# EXERCISE BRIEF:
Could you give the whole listing again, exactly as it reads?

# DATA EXTRACT:
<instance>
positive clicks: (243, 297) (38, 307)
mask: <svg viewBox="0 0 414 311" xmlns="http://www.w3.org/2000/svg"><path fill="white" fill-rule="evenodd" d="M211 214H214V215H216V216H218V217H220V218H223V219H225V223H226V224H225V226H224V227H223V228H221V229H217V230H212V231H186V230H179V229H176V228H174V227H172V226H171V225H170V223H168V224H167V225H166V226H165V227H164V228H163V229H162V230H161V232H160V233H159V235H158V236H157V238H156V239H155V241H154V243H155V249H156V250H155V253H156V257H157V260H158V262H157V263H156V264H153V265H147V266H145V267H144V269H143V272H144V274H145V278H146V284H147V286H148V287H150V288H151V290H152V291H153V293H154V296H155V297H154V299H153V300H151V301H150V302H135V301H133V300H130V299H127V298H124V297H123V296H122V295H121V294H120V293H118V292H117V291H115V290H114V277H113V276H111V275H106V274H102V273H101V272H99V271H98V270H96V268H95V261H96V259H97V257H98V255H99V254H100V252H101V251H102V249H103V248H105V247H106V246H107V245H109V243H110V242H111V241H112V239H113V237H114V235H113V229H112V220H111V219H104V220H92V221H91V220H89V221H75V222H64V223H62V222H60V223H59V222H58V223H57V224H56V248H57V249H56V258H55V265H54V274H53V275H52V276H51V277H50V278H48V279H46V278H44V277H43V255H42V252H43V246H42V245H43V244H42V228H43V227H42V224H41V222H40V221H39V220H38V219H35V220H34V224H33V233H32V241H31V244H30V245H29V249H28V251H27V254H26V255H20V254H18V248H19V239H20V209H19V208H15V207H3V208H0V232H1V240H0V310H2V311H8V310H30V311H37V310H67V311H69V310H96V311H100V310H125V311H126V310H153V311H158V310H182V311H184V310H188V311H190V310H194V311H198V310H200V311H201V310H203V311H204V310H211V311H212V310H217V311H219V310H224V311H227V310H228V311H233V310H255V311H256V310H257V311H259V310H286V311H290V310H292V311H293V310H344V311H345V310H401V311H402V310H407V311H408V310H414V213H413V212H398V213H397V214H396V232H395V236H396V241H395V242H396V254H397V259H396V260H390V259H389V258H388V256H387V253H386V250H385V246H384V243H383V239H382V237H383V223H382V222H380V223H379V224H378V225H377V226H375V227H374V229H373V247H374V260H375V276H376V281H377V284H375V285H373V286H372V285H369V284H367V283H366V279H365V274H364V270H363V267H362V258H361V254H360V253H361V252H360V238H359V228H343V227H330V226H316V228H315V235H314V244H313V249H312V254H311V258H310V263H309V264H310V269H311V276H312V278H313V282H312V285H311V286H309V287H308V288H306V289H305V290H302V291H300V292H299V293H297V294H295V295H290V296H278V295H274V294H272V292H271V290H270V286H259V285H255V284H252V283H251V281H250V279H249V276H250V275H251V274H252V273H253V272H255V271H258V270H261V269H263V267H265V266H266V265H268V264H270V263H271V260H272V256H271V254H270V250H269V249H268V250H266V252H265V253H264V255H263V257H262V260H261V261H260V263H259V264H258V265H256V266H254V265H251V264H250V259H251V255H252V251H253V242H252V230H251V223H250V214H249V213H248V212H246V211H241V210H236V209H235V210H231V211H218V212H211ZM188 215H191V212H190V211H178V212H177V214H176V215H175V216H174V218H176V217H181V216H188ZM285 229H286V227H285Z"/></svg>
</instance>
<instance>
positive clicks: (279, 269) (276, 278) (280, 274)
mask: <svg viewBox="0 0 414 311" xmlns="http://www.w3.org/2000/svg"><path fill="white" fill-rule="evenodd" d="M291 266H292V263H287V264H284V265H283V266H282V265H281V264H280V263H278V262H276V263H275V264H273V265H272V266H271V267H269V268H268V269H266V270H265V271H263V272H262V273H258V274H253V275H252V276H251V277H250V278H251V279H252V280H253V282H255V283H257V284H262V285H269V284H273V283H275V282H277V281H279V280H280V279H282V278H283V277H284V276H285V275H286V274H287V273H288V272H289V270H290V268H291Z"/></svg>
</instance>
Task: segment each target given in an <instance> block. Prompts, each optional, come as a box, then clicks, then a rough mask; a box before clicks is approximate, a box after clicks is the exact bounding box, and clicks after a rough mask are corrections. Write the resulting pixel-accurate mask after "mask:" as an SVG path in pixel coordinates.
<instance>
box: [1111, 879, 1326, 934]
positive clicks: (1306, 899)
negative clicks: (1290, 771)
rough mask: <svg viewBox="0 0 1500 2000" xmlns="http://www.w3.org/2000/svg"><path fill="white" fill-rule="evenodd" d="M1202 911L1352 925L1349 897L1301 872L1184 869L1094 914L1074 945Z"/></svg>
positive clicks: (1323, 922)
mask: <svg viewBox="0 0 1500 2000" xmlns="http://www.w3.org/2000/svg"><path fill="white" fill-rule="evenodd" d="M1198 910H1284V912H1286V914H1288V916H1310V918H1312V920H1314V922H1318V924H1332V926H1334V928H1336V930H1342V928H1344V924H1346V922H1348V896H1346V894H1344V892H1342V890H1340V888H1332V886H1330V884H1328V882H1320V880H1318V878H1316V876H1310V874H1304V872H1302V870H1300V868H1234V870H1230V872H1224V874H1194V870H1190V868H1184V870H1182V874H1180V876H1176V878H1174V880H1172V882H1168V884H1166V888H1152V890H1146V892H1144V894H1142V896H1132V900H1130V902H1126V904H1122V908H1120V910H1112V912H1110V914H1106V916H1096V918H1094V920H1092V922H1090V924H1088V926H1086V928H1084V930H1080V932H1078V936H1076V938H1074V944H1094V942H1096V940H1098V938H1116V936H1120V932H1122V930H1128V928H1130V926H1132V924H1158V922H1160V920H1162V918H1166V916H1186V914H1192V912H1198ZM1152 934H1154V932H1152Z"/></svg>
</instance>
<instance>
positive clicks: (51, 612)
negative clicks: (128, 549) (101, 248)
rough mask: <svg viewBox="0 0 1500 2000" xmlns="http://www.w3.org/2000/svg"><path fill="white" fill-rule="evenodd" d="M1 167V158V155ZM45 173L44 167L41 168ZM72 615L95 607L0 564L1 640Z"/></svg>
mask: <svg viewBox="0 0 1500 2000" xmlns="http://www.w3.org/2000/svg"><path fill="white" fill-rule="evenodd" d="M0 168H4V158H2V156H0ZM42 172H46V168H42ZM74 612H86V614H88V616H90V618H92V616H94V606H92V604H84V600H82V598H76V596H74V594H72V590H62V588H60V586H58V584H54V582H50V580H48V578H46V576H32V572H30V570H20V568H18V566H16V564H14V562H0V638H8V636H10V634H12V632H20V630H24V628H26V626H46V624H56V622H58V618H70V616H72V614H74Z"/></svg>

# RESPONSE TO THIS EXERCISE:
<instance>
positive clicks: (243, 297) (38, 307)
mask: <svg viewBox="0 0 414 311" xmlns="http://www.w3.org/2000/svg"><path fill="white" fill-rule="evenodd" d="M211 214H214V215H216V216H218V217H220V218H223V219H225V223H226V224H225V226H224V227H223V228H221V229H217V230H212V231H186V230H179V229H176V228H174V227H172V226H171V225H170V223H168V224H167V225H166V226H165V227H164V228H163V229H162V230H161V232H160V233H159V235H158V236H157V238H156V239H155V241H154V243H155V249H156V250H155V253H156V257H157V260H158V262H157V263H156V264H153V265H147V266H145V267H144V269H143V272H144V274H145V278H146V284H147V286H148V287H150V288H151V290H152V291H153V293H154V296H155V297H154V299H153V300H151V301H150V302H135V301H133V300H130V299H127V298H124V297H123V296H122V295H121V294H120V293H118V292H117V291H115V290H114V277H113V276H111V275H106V274H102V273H101V272H99V271H98V270H96V268H95V261H96V259H97V257H98V255H99V254H100V252H101V251H102V249H103V248H105V247H106V246H107V245H109V243H110V242H111V241H112V239H113V237H114V235H113V229H112V220H111V219H104V220H92V221H91V220H89V221H75V222H64V223H62V222H60V223H59V222H58V223H57V224H56V248H57V249H56V258H55V265H54V274H53V275H52V276H51V277H50V278H48V279H46V278H44V277H43V255H42V252H43V246H42V245H43V244H42V228H43V227H42V224H41V222H40V221H39V220H38V219H35V220H34V224H33V233H32V241H31V244H30V245H29V249H28V251H27V254H26V255H20V254H18V248H19V239H20V209H19V208H15V207H3V208H0V232H1V240H0V310H2V311H8V310H30V311H37V310H67V311H69V310H96V311H100V310H125V311H126V310H153V311H158V310H182V311H184V310H188V311H190V310H194V311H198V310H200V311H201V310H203V311H204V310H211V311H212V310H217V311H219V310H224V311H227V310H228V311H233V310H255V311H256V310H257V311H259V310H286V311H290V310H292V311H293V310H344V311H345V310H401V311H402V310H407V311H408V310H414V213H413V212H398V213H397V214H396V232H395V236H396V241H395V242H396V254H397V259H396V260H390V259H389V258H388V256H387V253H386V250H385V246H384V243H383V239H382V237H383V223H382V222H380V223H379V224H378V225H377V226H375V227H374V229H373V247H374V260H375V276H376V281H377V284H375V285H373V286H372V285H369V284H367V283H366V279H365V274H364V270H363V267H362V258H361V254H360V253H361V252H360V238H359V228H343V227H330V226H316V228H315V235H314V244H313V249H312V254H311V258H310V263H309V264H310V269H311V276H312V278H313V282H312V285H311V286H309V287H308V288H306V289H305V290H302V291H300V292H299V293H297V294H295V295H290V296H278V295H274V294H272V292H271V290H270V286H259V285H255V284H252V283H251V281H250V279H249V276H250V275H251V274H252V273H253V272H255V271H258V270H261V269H263V267H265V266H266V265H268V264H270V263H271V260H272V256H271V254H270V250H269V249H268V250H266V252H265V253H264V255H263V257H262V260H261V261H260V263H259V264H258V265H256V266H254V265H251V264H250V259H251V255H252V251H253V242H252V230H251V223H250V214H249V213H248V212H246V211H241V210H236V209H235V210H231V211H218V212H211ZM188 215H191V212H190V211H178V212H177V214H176V215H175V216H174V218H176V217H181V216H188ZM285 229H286V227H285Z"/></svg>
</instance>
<instance>
positive clicks: (279, 269) (276, 278) (280, 274)
mask: <svg viewBox="0 0 414 311" xmlns="http://www.w3.org/2000/svg"><path fill="white" fill-rule="evenodd" d="M291 266H292V263H287V264H284V265H283V266H282V265H281V264H280V263H278V262H276V263H275V264H273V265H272V266H271V267H269V268H268V269H266V270H265V271H263V272H262V273H258V274H253V275H252V276H251V277H250V278H251V279H252V280H253V282H255V283H257V284H262V285H269V284H273V283H275V282H277V281H279V280H280V279H282V278H283V277H284V276H285V275H286V274H287V273H288V272H289V270H290V268H291Z"/></svg>
</instance>
Task: segment each target given in an <instance> block. Prompts, each optional, come as a box, then clicks, then a rough mask; a box before clicks is approximate, a box after clicks is the exact bounding box, and clicks after a rough mask are corrections. Write the resulting pixel-accurate mask after "mask:" as an SVG path in pixel coordinates.
<instance>
box: [1111, 879, 1326, 934]
positive clicks: (1306, 899)
negative clicks: (1290, 771)
rough mask: <svg viewBox="0 0 1500 2000" xmlns="http://www.w3.org/2000/svg"><path fill="white" fill-rule="evenodd" d="M1202 911L1352 925L1349 897L1301 872L1184 869L1094 914L1074 945Z"/></svg>
positive clicks: (1323, 922)
mask: <svg viewBox="0 0 1500 2000" xmlns="http://www.w3.org/2000/svg"><path fill="white" fill-rule="evenodd" d="M1198 910H1284V912H1286V914H1288V916H1310V918H1312V920H1314V922H1318V924H1332V926H1334V928H1336V930H1342V928H1344V924H1346V922H1348V896H1346V894H1344V892H1342V890H1340V888H1332V886H1330V884H1328V882H1320V880H1318V878H1316V876H1310V874H1304V872H1302V870H1300V868H1234V870H1230V872H1224V874H1194V870H1190V868H1184V870H1182V874H1180V876H1176V878H1174V880H1172V882H1168V884H1166V888H1152V890H1146V892H1144V894H1142V896H1132V900H1130V902H1126V904H1122V908H1120V910H1112V912H1110V914H1106V916H1096V918H1094V920H1092V922H1090V924H1088V926H1086V928H1084V930H1080V932H1078V936H1076V938H1074V944H1094V942H1096V940H1098V938H1116V936H1120V932H1122V930H1128V928H1130V926H1132V924H1158V922H1160V920H1162V918H1166V916H1186V914H1192V912H1198ZM1152 934H1154V932H1152Z"/></svg>
</instance>
<instance>
positive clicks: (51, 612)
negative clicks: (128, 549) (101, 248)
rough mask: <svg viewBox="0 0 1500 2000" xmlns="http://www.w3.org/2000/svg"><path fill="white" fill-rule="evenodd" d="M1 167V158V155ZM45 173L44 167L41 168ZM72 615L95 607L0 564L1 640Z"/></svg>
mask: <svg viewBox="0 0 1500 2000" xmlns="http://www.w3.org/2000/svg"><path fill="white" fill-rule="evenodd" d="M0 168H4V158H2V156H0ZM42 172H46V168H42ZM74 612H86V614H88V616H90V618H92V616H94V606H92V604H84V600H82V598H76V596H74V594H72V590H62V588H60V586H58V584H54V582H50V580H48V578H46V576H32V572H30V570H20V568H18V566H16V564H14V562H0V638H8V636H10V634H12V632H20V630H24V628H26V626H46V624H56V622H58V618H70V616H72V614H74Z"/></svg>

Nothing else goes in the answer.